#### EXTRACTED TEXT:
Neoplasm refers to an abnormal growth of tissue caused by the rapid division of cells that have undergone some form of mutation. The body is made up of trillions of cells that grow, divide, and die in an orderly fashion. This process is a tightly regulated one that is controlled by the DNA machinery within the cell.
Neoplasia describes when these cells proliferate in an abnormal manner that is not coordinated with the surrounding tissue. These neoplastic cells cannot be controlled in the way that normal cells can because they do not die when they should and they divide more quickly. As this excessive growth persists, a lump or a tumour that has no purpose of function in the body is eventually formed. This is referred to as a neoplasm and it may be non-cancerous (benign), pre-cancerous or cancerous.
Type of Neoplasm
Benign neoplasm: These are non-cancerous forms of tissue proliferation such as skin moles, lipomas or uterine fibroids. These neoplasms do not become cancerous and are not usually life-threatening, but depending on its location, a benign growth may cause symptoms and signs if it presses on vital neighbouring structures such as glands or nerves. This may mean treatment is required, which is usually surgery to remove a tumour without damaging any surrounding tissue. It tends to grow more slowly than a malignant tumour and does not have the capacity to invade surrounding tissue or spread to other areas of the body, as cancer can.
The cause of benign neoplasm is often not known, but factors such as exposure to radiation or environmental toxins, genetics, diet, stress, inflammation, infection and local trauma or injury may be linked to the formation of these growths. A benign tumour is of many types such as:
- Adenomas: These develop in the epithelial tissue, which is thin layering that covers organs, glands and other structures. A polyp in the colon is a common example of an adenoma.
- Fibromas: These are growths arise in the connective or fibrous tissue and they can grow in any organ.
- Hemangiomas: Here, blood vessel cells accumulate in the skin or internal organs and form a red or blue coloured growth. A birthmark is a common example of a hemangioma.
- Lipomas: These growths arise from fat cells and are the most common type of benign neoplasm found in adults, often occurring in the back, arms, neck or shoulders.

#### GIVEN RECORDS:

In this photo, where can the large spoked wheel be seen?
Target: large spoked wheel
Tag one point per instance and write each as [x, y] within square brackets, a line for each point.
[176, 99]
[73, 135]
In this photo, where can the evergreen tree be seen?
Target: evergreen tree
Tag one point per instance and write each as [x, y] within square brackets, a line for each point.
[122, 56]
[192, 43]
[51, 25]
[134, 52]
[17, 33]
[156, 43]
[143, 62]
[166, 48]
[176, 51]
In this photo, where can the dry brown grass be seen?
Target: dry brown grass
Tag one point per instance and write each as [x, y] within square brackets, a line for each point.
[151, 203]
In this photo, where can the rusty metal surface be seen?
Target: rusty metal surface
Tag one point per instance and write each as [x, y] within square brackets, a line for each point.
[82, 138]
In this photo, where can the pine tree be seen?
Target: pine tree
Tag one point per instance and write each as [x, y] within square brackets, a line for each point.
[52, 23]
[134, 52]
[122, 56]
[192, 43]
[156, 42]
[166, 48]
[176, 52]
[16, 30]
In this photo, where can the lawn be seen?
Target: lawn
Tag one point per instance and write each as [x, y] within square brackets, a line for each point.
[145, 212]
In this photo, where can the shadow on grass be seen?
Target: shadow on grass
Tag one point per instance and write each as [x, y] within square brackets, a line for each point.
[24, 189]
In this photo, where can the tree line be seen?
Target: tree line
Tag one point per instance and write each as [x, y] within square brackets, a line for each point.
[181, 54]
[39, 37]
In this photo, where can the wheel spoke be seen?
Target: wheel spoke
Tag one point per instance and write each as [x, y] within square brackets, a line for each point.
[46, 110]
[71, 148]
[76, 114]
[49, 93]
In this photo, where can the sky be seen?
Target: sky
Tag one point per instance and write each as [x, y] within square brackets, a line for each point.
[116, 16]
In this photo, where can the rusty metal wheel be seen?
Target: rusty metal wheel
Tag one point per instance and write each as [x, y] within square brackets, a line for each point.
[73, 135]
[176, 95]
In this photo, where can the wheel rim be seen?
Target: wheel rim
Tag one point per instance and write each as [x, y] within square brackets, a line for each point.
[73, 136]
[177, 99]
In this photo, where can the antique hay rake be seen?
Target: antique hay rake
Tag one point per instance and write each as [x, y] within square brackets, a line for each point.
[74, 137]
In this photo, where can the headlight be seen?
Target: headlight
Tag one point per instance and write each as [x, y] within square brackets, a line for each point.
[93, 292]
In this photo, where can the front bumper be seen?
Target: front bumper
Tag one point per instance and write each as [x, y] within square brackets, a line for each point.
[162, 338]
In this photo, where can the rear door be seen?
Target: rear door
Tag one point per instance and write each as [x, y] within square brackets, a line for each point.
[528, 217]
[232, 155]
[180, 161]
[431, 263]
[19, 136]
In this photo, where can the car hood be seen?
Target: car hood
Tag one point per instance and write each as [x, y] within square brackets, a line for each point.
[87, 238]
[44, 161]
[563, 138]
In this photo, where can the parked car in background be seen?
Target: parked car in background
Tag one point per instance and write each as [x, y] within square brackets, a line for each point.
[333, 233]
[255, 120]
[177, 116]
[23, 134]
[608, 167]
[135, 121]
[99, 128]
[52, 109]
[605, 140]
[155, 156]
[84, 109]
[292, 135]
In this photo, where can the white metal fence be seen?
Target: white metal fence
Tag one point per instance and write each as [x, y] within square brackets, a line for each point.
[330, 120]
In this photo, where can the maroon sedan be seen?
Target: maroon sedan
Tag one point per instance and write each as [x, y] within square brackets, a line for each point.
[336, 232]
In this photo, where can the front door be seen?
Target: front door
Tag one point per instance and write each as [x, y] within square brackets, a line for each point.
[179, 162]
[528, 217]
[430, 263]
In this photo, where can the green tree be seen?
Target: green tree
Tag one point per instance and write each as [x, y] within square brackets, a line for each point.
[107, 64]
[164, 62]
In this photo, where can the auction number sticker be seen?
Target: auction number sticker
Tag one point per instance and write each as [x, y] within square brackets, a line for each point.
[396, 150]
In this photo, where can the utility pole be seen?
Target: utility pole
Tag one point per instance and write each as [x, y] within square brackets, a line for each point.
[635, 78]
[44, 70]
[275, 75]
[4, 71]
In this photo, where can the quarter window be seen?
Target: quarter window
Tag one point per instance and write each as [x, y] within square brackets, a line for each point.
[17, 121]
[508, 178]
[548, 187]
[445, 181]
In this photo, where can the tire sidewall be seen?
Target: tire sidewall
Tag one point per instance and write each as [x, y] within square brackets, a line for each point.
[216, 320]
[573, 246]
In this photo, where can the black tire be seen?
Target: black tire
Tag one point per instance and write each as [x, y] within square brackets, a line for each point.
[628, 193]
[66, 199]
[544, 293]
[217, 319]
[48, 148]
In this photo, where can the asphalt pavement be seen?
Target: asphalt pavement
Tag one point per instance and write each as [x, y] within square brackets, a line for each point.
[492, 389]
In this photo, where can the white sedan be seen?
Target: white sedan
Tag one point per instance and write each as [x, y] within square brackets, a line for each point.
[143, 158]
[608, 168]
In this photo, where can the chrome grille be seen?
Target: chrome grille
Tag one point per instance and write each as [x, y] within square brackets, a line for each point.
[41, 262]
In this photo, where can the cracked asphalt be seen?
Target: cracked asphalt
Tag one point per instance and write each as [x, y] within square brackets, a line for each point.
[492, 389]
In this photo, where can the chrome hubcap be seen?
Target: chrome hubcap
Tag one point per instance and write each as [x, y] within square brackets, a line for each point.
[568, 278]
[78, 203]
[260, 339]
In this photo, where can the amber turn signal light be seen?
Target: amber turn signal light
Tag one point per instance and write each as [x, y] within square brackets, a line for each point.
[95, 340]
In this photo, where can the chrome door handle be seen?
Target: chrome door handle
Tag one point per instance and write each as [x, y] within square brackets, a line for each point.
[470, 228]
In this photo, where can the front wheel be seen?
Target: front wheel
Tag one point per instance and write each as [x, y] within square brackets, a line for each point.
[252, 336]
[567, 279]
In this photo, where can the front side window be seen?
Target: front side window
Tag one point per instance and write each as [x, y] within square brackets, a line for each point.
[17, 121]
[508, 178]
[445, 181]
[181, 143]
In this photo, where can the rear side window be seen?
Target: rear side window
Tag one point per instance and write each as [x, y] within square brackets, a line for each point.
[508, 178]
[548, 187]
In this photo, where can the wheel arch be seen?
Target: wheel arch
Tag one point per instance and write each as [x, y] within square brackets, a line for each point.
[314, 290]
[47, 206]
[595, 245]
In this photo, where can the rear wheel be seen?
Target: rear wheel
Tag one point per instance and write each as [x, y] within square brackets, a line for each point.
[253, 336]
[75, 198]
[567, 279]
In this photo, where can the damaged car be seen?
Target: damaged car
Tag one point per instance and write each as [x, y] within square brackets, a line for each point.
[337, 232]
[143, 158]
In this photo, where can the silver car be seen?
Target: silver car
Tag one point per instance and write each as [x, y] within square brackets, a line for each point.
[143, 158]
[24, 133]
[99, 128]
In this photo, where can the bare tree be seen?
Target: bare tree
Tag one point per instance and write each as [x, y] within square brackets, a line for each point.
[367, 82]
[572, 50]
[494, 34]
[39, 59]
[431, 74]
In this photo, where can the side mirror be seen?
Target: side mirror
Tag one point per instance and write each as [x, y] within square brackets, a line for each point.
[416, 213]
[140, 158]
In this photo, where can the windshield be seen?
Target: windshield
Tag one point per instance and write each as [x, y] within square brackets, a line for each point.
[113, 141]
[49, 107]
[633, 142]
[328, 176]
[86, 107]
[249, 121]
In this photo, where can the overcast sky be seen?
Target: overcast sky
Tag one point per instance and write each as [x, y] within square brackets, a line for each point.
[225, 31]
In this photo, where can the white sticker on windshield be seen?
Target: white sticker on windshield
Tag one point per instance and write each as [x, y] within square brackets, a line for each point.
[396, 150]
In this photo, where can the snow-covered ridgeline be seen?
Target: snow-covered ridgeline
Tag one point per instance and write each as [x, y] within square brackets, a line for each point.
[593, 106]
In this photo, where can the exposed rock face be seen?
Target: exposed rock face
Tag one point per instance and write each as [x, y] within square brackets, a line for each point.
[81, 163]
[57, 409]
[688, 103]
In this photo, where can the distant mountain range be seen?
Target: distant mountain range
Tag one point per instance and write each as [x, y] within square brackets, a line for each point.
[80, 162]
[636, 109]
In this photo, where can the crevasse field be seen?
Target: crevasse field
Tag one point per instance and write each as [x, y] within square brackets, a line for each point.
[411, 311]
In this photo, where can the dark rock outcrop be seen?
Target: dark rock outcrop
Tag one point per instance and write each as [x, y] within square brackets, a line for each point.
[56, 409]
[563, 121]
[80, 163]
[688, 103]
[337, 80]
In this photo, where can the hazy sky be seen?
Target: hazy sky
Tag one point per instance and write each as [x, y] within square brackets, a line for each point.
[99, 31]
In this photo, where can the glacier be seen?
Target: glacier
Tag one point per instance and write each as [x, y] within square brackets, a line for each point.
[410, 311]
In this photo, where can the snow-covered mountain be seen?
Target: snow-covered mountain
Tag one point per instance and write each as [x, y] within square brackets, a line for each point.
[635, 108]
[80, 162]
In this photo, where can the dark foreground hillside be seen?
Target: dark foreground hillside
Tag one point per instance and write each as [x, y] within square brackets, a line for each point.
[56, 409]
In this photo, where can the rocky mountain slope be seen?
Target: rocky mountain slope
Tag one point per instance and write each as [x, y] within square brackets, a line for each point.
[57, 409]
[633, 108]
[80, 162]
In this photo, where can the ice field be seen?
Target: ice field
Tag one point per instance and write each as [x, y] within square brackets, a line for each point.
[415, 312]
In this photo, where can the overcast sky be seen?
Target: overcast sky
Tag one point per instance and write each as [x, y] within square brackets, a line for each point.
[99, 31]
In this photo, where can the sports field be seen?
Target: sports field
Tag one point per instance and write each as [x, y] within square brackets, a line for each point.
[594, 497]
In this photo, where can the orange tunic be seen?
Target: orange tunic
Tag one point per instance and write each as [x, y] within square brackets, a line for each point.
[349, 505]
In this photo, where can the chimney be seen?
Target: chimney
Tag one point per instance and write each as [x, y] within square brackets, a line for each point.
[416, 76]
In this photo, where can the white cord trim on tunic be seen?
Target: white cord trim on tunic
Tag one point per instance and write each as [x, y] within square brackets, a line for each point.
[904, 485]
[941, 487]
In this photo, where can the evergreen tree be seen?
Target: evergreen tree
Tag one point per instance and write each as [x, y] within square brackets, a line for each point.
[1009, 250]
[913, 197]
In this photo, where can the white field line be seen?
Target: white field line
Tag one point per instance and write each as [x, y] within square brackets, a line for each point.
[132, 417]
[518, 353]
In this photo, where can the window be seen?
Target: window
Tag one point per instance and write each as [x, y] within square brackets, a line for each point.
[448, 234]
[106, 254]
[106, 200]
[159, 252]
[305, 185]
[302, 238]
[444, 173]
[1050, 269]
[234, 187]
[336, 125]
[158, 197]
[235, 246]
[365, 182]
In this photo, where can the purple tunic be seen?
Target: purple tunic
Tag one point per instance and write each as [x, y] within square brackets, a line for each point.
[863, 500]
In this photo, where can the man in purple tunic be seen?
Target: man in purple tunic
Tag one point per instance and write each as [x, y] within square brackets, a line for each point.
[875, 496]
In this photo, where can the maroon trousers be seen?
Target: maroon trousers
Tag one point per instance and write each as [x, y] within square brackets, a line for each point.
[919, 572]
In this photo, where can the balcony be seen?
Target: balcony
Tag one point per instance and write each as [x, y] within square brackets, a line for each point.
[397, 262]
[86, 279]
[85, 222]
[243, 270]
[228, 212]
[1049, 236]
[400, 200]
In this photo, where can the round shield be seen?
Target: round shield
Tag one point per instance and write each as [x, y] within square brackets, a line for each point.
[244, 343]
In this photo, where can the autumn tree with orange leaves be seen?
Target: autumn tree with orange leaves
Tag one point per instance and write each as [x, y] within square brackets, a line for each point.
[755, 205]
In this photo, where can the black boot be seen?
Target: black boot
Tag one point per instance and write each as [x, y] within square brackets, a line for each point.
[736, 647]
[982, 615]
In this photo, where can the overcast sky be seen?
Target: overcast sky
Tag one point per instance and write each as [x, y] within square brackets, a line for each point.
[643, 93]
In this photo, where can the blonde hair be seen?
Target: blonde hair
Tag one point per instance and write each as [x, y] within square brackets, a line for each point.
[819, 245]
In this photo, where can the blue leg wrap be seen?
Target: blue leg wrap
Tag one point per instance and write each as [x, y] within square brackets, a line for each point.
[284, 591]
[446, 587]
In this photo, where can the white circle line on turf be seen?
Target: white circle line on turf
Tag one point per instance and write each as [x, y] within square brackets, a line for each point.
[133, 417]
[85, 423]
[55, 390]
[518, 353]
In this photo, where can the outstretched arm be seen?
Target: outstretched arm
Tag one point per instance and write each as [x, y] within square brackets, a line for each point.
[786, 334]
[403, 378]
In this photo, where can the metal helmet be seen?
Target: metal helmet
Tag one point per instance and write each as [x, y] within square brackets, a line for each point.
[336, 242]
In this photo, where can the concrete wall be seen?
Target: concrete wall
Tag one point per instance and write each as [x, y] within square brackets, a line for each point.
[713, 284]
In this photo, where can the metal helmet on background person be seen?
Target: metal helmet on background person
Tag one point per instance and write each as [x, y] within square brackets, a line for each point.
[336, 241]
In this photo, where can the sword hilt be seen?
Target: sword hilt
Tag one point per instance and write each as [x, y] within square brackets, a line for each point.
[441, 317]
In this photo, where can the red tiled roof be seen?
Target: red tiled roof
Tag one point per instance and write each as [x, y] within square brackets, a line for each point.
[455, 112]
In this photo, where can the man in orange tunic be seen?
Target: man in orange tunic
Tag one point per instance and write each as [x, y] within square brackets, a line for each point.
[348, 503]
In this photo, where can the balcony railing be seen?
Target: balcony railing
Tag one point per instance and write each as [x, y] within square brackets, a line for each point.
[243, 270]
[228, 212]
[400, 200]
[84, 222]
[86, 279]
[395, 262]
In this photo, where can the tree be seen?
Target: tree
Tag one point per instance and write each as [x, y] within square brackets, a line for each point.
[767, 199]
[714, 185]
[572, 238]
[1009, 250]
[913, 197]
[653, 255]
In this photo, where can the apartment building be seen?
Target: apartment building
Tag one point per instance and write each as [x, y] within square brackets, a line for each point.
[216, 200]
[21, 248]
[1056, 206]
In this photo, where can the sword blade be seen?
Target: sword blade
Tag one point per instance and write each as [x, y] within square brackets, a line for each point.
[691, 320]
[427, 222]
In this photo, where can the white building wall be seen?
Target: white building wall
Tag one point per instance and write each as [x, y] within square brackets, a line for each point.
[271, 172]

#### WORK REQUEST:
Write the next part of the passage on neoplasms, picking up after its entry on lipomas.

#### FINAL ANSWER:
Pre-malignant or pre-cancerous
These are the masses that have not yet become cancerous but have the potential to do so if they are not treated. Sometimes, cells may undergo changes that eventually go away by themselves. The different types of premalignant changes that can arise are described below:
- Hyperplasia: This refers to an abnormal increase in the number of cells. This is not usually precancerous, but some cases of hyperplasia are.
- Atypia: When cells look slightly typical in a microscope, this can be caused by inflammation and healing and may go away once inflammation stops r the body has healed.
- Metaplasia: cells look normal under the microscope, but are not cell type usually found in that bodily tissue or area.
- Dysplasia: Cells have an abnormal appearance under the microscope and are disorganized.
The neoplasms that have become cancerous are defined as malignant. The features of malignant neoplasm are:
- Abnormal cell growth
- Capacity to invade other tissues
- Capacity to spread to distant organs via blood vessels or lymphatic channels.
If left untreated the tumour becomes larger and may eventually invade surrounding tissues or spread to other distant parts of the body via the bloodstream or lymphatic system. The treatment available for treating malignant cancer includes surgery, chemotherapy and radiotherapy. However, once metastasis has occurred, the patient prognosis is so poor that treating the multiple sites affected is not usually viable.
Main types of cancer are:
- Carcinoma: This cancer begins in the skin or tissues that line internal organs.
- Leukemia: This form affects tissues that make blood, such as the bone marrow.
- Lymphoma: This refers to cancer that originates in the immune system.
- Sarcoma: This develops in bone fat, muscle, blood vessels, cartilage, bone or other types of connective tissue.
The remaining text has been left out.